#### Information supplied

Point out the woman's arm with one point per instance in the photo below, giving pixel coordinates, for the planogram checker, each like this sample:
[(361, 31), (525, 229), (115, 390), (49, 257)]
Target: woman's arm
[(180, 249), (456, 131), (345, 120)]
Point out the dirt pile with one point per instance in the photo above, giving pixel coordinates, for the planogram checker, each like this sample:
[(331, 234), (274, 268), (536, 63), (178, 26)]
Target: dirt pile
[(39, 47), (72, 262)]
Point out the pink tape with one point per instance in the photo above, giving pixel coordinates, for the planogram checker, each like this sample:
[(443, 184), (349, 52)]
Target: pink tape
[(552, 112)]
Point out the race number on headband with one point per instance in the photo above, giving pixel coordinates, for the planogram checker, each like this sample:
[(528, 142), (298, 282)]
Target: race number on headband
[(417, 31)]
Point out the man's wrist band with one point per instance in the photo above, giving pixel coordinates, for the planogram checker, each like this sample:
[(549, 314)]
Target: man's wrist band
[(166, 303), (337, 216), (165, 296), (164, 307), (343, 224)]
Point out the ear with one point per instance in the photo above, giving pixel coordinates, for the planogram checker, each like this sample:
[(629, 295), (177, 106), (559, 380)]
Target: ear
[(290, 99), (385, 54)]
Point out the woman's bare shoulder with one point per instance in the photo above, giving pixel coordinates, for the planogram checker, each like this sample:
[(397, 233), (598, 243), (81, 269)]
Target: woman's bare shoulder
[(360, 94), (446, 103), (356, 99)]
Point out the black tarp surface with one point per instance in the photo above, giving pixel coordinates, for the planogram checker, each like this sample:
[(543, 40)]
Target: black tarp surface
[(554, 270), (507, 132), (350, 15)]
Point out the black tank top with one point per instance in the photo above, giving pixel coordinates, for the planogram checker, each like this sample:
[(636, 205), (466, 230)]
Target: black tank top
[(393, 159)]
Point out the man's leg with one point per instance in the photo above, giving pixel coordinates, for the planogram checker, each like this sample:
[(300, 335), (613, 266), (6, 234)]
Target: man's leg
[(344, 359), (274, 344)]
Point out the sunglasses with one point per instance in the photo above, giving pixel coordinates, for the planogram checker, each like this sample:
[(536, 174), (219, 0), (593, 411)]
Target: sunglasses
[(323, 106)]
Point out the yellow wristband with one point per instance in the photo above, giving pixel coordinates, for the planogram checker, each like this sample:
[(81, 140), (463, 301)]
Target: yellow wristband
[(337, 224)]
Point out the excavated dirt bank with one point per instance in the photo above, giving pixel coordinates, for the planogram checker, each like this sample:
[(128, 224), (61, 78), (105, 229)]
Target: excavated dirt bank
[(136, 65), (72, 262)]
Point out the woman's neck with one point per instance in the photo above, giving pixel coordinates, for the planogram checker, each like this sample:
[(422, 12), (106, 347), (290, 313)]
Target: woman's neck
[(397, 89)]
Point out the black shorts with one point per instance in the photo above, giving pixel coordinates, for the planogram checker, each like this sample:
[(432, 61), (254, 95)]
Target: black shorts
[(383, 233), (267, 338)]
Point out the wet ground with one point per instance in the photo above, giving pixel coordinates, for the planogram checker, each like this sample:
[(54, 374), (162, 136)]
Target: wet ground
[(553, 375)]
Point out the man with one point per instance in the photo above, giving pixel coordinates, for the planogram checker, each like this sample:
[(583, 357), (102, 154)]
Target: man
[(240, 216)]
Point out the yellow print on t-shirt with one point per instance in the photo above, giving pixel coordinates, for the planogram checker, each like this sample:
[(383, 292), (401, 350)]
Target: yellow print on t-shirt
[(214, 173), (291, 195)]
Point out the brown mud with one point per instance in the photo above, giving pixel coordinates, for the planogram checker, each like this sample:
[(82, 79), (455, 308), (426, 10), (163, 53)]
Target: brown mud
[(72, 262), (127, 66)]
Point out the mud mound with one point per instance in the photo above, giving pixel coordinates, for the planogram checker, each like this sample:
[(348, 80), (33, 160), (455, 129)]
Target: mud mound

########

» Instructions to follow: Given the listing, work out the number of lines in which the word "mound" is found, and supply only that number.

» Exercise result: 2